- Page text

=-=-=-=-=

Jennifer Matthews: Doctors diagnosed Tara Roberts with Crohn's disease when she was 13-years-old. Since then, she's learned to live with stomach pain, fatigue, and worse.
Tara Roberts: There's no warning, no control. You live with diarrhea 24/7.
Jennifer Matthews: That's not easy when you're raising three busy kids.
Dr. William Sandborn of the Mayo Clinic is a Crohn's disease expert. He explains patients make a lot of protein that causes inflammation, so he's trying to find a drug that blocks the protein in the intestine. He thinks he's found one. It's called certolizumab pegol (CIMZIATM).
Dr. William Sandborn: It's sort of a smart bomb drug targeted very specifically towards this bad protein.
Jennifer Matthews: His study showed 65 percent of patients felt better after six months. This includes people who didn't respond to other drugs.
He says it's good to have options.
Dr. William Sandborn: It becomes very important to have two or three or four drugs in that class, because you can expect that any one of the drugs that the patient might take, that it's going to wear off.
Jennifer Matthews: Tara has tried several different medicines and settled on one called Remicade. She is technically in remission, but that could end tomorrow.
Tara Roberts: If Remicade were to ever stop working, it's nice to know that there's a backup there, something else that I would be able to try.
Jennifer Matthews: This is Jennifer Matthews reporting.

=-=-=-=-=

- Given records

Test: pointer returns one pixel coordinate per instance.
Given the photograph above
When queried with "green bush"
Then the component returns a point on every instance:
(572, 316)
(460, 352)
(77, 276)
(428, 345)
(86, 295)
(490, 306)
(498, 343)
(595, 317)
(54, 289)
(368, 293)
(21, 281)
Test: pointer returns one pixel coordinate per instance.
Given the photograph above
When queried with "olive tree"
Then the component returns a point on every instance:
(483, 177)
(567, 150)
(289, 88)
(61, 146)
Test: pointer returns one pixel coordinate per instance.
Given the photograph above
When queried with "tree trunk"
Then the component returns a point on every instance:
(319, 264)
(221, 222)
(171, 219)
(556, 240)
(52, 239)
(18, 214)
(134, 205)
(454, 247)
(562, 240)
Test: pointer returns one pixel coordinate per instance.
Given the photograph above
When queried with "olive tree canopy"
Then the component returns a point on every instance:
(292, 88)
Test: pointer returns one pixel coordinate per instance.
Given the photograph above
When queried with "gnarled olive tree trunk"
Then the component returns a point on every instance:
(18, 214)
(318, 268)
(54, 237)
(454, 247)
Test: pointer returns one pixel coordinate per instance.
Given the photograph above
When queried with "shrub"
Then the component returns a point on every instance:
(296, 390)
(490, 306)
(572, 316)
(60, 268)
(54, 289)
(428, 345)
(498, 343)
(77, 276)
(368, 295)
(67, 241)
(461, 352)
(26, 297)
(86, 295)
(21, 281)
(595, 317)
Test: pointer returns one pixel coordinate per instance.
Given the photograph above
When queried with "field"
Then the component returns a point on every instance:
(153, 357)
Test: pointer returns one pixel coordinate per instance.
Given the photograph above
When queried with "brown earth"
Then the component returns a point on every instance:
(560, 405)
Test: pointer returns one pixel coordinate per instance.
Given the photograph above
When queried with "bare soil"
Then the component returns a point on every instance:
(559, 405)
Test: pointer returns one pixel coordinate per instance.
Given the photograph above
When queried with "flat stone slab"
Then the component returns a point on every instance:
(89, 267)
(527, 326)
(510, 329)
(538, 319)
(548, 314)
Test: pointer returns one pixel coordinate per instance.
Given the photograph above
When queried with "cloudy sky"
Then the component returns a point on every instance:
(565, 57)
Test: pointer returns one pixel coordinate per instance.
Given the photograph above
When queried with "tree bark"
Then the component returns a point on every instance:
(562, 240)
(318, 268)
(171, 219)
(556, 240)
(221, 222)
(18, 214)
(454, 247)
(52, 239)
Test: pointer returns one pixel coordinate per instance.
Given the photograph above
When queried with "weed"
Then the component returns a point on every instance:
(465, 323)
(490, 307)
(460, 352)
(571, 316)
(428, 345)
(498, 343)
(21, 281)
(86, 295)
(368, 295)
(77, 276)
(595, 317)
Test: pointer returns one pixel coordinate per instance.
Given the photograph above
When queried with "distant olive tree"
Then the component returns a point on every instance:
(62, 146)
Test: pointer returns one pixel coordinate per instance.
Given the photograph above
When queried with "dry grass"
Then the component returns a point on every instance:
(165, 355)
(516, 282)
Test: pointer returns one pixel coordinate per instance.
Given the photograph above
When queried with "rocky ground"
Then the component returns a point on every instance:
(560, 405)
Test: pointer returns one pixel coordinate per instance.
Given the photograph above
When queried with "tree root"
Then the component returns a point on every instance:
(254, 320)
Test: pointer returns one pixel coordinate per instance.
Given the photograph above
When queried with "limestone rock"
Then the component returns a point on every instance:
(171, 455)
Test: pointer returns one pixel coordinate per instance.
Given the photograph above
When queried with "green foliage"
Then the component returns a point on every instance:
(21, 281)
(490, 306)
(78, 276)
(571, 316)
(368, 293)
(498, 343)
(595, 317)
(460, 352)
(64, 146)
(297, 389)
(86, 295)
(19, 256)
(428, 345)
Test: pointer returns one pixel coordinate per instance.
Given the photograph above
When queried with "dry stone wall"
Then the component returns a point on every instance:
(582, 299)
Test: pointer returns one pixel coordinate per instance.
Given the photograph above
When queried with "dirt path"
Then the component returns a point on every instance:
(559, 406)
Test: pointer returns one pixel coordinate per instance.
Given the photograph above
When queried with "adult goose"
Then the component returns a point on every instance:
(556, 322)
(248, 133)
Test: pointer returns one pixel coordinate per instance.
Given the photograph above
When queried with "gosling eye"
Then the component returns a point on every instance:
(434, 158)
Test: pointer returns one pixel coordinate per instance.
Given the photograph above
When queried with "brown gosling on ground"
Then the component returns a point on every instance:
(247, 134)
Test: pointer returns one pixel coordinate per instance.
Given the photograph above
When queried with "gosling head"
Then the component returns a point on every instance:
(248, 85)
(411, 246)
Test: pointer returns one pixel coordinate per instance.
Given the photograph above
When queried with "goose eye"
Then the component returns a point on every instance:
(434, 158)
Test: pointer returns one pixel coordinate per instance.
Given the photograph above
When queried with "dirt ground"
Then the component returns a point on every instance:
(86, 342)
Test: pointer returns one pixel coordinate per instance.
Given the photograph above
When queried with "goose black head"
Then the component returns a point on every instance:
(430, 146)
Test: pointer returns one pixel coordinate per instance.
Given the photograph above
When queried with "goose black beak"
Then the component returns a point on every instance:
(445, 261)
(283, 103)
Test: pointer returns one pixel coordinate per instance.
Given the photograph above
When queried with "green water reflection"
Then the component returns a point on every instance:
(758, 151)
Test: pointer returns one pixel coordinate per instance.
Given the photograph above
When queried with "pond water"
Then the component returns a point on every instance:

=-=-=-=-=

- Exercise A
How would you say "That's not easy when you're raising three busy kids." in Spanish, taken from the Crohn's disease report?
- Exercise B
Which people have their words given in the Crohn's disease report? List every one.

- Result A
Eso no es fácil cuando estás criando a tres hijos muy ocupados.

- Result B
- Jennifer Matthews
- Tara Roberts
- Dr. William Sandborn